#### Page excerpt:
The First of a New Genus

Ann Kennedy Smith

Dinner with Joseph Johnson: Books and Friendship in a Revolutionary Age, by Daisy Hay, Vintage, 528 pp, £10.99, ISBN: 978-1784701079

The Garrick Club in the West End of London was founded in 1831, making it one of the oldest gentlemen’s clubs in the world; for almost two hundred years women have been allowed in only as dinner guests. But Michael Beloff KC, the lawyer who pronounced in 2011 that women could continue to be excluded by the Garrick legally, has recently changed his mind. He said that, in his opinion, the word ‘he’ in the original wording of the club’s rules should be understood to include ‘she’ and warned that it was ‘likely to provoke an expensive lawsuit’ if it continued to exclude women from membership. Whether the club will agree to lift its ban on female members remains to be seen.

The Garrick is one of many gentlemen’s clubs that were founded in eighteenth and nineteenth century London. All offered intellectual exchange and conviviality, and several ‑ including the Athenaeum on Pall Mall, Brook’s in Piccadilly and the Savile Club ‑ made enough profit to take over grand premises, charge large membership fees and survive into the twenty-first century. But it’s worth remembering that often the swankiest of these clubs had humble origins as informal dining and debating societies, and ironic that ‘The Literary Society’, founded by William Wordsworth and others in 1807 and described as ‘Britain’s most distinguished and discreet literary dining club’, still meets monthly at the Garrick, even though it elected its first women members in 2000.

‘The evolution of the modern club has been so simple that it can be traced with great ease,’ writes Ralph Nevill in London clubs: their history and treasures (1911):

First the tavern or coffee-house, where a certain number of people met on special evenings for purposes of social conversation, and incidentally consumed a good deal of liquid refreshment; then the beginnings of the club proper ‑ some well-known house of refreshment being taken over from the proprietor by a limited number of clients for their own exclusive use, and the landlord retained as manager; and finally the palatial modern club, not necessarily sociable, but replete with every comfort, and owned by the members themselves. In such places, however, the old spirit of club-life is generally lost.

#### Dataset:
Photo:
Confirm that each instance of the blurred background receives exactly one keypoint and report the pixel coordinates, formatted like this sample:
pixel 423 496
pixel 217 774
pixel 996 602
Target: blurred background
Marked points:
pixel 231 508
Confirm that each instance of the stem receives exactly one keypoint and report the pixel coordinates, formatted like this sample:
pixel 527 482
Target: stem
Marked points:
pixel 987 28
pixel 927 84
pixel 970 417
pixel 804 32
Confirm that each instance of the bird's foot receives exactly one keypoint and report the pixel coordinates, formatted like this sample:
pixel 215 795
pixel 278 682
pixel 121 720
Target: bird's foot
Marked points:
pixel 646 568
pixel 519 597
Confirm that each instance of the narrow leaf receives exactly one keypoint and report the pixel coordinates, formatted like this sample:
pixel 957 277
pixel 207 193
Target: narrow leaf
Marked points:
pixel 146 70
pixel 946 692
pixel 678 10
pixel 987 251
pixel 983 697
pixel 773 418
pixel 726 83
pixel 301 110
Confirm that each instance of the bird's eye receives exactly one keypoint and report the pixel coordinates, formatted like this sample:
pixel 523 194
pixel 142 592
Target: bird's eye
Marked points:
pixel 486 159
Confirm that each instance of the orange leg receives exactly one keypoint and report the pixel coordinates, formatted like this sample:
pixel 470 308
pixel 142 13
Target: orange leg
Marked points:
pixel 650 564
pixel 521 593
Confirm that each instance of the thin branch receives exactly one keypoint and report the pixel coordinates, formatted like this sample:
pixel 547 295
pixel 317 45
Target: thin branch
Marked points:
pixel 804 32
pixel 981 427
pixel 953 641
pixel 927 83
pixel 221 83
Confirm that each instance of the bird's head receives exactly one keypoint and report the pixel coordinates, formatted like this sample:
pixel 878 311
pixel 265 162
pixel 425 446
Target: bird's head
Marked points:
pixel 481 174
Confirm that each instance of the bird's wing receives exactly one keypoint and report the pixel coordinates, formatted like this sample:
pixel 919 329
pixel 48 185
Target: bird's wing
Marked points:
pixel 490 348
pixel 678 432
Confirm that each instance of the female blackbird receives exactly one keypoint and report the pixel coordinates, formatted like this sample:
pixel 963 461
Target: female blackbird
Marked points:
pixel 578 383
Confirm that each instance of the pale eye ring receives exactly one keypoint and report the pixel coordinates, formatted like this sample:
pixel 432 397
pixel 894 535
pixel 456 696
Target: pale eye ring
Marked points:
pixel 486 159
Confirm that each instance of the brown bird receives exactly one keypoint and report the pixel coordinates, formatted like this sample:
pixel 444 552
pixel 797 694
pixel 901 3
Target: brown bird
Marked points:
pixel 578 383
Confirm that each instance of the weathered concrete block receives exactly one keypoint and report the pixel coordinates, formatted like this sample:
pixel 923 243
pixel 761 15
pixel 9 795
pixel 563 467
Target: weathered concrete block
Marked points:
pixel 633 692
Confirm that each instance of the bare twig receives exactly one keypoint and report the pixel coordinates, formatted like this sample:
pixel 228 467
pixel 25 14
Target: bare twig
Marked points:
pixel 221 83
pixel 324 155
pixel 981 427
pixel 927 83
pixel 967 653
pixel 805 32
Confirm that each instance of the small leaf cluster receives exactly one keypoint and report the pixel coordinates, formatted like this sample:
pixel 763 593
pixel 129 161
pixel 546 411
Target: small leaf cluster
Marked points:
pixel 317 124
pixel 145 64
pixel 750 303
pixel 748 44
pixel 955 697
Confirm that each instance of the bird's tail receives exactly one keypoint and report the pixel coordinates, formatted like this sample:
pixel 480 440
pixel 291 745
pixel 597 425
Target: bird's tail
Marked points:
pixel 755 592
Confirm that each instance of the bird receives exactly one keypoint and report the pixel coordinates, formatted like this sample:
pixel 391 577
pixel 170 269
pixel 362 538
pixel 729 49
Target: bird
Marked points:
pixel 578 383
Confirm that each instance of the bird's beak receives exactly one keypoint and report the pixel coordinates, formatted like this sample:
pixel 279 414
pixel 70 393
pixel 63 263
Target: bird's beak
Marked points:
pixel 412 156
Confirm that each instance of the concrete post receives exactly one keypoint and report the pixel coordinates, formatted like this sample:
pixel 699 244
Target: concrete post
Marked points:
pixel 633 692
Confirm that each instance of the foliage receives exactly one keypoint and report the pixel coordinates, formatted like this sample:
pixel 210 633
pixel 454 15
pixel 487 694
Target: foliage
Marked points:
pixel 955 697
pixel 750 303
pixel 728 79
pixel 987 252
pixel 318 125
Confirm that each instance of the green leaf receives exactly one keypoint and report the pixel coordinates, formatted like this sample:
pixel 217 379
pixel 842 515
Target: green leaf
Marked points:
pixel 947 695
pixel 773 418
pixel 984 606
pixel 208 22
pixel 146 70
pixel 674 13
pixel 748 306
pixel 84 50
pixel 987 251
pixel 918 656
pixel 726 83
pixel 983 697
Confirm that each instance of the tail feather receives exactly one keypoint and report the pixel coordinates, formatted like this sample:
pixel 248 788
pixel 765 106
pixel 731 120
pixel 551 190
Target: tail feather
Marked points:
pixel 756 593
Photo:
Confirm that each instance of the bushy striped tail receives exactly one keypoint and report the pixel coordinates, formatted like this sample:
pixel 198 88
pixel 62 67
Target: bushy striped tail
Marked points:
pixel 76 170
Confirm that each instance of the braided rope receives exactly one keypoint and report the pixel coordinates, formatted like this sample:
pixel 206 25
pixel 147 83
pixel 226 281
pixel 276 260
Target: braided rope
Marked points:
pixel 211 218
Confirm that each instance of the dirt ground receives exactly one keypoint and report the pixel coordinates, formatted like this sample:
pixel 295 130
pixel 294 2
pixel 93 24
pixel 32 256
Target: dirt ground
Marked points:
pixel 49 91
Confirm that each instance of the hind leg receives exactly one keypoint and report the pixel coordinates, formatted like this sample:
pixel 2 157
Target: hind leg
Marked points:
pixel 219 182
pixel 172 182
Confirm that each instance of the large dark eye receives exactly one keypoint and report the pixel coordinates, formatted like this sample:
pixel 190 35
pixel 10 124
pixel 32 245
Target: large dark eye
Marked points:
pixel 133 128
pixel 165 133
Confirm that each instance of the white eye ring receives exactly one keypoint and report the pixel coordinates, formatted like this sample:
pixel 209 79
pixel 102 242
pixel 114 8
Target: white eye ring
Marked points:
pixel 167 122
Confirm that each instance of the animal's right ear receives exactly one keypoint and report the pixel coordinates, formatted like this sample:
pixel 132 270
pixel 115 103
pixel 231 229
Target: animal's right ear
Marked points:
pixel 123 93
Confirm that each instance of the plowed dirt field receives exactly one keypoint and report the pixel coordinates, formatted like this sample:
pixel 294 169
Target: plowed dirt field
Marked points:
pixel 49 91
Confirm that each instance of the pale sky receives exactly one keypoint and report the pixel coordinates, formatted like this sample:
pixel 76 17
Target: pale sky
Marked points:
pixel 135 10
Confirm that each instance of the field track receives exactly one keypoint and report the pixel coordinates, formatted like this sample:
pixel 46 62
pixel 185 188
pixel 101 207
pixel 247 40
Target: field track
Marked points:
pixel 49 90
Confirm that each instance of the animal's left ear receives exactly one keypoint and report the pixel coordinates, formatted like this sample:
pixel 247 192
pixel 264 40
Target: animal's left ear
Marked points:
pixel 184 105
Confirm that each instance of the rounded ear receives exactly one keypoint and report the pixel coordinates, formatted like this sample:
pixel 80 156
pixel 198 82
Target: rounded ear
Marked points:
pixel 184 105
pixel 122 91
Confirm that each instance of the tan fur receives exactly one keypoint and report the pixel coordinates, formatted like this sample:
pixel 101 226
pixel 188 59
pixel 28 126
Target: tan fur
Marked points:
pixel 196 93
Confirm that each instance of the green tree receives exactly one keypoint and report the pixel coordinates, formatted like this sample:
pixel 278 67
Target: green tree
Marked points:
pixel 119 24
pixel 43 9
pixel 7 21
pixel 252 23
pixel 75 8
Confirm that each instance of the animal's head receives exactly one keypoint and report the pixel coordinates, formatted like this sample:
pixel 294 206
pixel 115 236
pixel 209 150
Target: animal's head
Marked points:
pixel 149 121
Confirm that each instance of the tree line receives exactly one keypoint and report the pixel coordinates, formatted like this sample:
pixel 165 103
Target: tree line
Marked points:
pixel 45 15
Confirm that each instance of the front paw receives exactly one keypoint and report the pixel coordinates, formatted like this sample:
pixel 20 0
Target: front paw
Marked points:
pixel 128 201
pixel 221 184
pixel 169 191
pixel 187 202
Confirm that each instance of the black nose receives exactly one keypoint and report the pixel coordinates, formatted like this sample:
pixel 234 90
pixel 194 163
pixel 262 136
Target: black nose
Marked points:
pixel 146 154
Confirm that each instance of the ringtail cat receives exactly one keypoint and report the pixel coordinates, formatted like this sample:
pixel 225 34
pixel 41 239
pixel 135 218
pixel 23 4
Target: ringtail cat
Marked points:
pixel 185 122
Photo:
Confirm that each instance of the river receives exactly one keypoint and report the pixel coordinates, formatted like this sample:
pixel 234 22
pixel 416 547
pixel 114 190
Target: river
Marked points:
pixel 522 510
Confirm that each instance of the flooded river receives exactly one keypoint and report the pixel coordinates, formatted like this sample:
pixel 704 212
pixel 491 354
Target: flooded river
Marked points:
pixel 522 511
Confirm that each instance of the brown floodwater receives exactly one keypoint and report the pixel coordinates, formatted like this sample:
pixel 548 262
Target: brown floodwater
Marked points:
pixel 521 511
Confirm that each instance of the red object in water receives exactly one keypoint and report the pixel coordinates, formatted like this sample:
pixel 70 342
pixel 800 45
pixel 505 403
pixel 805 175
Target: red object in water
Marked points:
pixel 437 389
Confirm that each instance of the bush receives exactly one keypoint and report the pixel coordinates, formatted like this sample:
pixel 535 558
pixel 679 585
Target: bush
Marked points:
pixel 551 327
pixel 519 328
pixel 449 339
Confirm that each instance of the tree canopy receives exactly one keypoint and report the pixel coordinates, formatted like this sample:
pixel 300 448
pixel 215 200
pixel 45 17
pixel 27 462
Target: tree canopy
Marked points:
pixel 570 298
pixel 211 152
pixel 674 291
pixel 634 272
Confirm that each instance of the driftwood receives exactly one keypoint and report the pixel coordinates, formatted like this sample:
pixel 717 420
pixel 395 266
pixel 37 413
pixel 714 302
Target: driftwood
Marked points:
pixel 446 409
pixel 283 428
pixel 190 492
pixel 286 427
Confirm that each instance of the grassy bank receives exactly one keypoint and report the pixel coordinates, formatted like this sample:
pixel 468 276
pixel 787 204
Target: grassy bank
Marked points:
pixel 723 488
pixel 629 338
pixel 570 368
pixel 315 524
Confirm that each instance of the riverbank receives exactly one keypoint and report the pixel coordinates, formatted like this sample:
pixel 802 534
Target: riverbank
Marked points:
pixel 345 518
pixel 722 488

#### Your goal:
In the review about London gentlemen's clubs, why does the writer call it ironic that 'The Literary Society' still meets monthly at the Garrick? Answer in one to three sentences.

#### Answer:
The Literary Society elected its first women members in 2000. It still holds its meetings at the Garrick, which for almost two hundred years has allowed women in only as dinner guests and has kept its ban on female members.